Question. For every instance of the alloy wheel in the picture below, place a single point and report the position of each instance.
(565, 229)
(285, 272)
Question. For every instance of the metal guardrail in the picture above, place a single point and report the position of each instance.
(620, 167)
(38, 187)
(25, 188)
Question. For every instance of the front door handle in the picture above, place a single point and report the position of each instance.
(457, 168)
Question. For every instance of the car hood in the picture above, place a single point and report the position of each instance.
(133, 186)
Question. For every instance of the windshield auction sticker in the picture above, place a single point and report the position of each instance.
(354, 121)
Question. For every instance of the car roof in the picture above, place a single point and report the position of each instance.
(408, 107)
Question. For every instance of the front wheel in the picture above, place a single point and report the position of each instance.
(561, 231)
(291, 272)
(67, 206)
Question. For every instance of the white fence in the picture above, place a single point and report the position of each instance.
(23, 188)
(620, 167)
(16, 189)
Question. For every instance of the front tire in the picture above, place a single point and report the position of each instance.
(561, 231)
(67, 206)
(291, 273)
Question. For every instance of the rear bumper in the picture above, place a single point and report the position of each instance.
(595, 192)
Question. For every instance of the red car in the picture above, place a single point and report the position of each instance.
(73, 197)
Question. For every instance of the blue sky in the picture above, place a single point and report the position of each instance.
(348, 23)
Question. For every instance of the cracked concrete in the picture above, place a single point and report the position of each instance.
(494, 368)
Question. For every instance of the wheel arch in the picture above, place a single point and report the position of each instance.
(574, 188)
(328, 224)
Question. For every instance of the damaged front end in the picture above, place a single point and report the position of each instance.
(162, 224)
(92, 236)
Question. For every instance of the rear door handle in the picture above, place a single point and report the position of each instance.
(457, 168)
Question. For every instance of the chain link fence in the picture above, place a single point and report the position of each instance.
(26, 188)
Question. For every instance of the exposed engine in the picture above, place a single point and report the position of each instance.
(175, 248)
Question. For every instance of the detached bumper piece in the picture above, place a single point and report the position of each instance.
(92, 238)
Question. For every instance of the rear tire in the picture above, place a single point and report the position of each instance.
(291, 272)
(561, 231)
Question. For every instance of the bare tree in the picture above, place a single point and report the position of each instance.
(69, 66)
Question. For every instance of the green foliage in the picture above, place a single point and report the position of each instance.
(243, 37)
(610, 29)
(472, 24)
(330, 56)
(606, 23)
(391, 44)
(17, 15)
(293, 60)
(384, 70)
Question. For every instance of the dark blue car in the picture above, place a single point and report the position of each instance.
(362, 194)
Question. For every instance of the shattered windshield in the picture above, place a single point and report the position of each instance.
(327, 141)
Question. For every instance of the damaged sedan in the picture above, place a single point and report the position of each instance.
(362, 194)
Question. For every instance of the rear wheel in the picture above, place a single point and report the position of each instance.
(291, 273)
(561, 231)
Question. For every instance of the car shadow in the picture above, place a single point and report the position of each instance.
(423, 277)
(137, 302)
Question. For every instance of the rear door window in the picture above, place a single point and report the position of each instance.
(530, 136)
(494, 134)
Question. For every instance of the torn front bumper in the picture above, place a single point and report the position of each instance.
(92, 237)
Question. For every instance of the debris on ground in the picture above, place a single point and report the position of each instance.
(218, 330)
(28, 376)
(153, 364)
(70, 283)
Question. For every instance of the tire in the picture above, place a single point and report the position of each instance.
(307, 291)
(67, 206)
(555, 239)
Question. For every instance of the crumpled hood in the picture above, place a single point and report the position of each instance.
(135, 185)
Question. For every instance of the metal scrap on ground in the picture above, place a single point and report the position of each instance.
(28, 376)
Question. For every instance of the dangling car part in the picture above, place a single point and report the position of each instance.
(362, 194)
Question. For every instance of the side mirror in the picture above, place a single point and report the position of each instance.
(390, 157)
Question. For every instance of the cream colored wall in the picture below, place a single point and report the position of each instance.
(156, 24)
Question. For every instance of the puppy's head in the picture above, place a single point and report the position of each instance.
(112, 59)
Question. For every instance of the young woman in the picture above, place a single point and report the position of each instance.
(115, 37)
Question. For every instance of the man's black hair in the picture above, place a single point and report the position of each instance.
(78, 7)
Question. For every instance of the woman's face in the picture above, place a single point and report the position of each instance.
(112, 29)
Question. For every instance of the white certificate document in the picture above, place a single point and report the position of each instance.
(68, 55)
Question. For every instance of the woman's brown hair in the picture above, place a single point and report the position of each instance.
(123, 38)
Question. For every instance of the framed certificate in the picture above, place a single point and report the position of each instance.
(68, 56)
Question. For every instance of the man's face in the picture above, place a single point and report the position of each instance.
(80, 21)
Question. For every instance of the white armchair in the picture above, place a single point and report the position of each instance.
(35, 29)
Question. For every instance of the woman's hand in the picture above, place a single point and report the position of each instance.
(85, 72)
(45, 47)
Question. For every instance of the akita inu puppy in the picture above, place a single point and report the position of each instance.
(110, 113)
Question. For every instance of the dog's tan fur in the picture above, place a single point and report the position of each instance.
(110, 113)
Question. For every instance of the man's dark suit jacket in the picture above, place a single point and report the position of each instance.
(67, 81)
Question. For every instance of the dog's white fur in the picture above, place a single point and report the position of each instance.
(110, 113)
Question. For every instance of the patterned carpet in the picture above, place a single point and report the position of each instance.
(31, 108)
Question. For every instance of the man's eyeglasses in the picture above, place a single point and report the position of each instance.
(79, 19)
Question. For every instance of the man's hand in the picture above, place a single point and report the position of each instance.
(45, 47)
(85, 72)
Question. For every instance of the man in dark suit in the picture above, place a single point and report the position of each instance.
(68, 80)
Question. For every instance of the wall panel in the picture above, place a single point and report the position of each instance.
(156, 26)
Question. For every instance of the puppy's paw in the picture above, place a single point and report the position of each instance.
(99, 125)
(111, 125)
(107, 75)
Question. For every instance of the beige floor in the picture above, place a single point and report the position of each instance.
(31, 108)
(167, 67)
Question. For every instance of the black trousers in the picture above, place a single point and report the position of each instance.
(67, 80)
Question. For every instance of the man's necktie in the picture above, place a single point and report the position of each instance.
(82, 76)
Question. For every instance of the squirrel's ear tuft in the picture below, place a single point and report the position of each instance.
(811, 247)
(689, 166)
________________
- [Aim of the task]:
Could you give again exactly the lines from the line containing "Question. For every instance of the man's eyeglasses" through the final line of the data above, and no others?

- [Exercise answer]:
Question. For every instance of the man's eyeglasses in the picture above, place a single point and report the position of each instance.
(79, 19)
Question. For every instance of the man's hand in the picture above, place a single point and report the position of each instance.
(45, 47)
(85, 72)
Question. For every instance of the man in dark suit in the picture above, place a single point and report the position of each instance.
(68, 80)
Question. For every instance of the wall panel in the picture above, place a single point and report the position of each instance.
(156, 26)
Question. For every instance of the puppy's paw in the picture above, place a single point and report the position of each instance.
(99, 125)
(111, 125)
(107, 75)
Question. For every instance of the beige floor in the picture above, place a single point and report the position of each instance.
(31, 108)
(167, 67)
Question. For every instance of the black trousers in the picture above, place a single point and report the position of each instance.
(67, 80)
Question. For every instance of the man's necktie in the picture above, place a single point and report the position of each instance.
(82, 76)
Question. For every instance of the squirrel's ear tuft in the picture below, place a single point and report the position of each instance.
(811, 247)
(689, 166)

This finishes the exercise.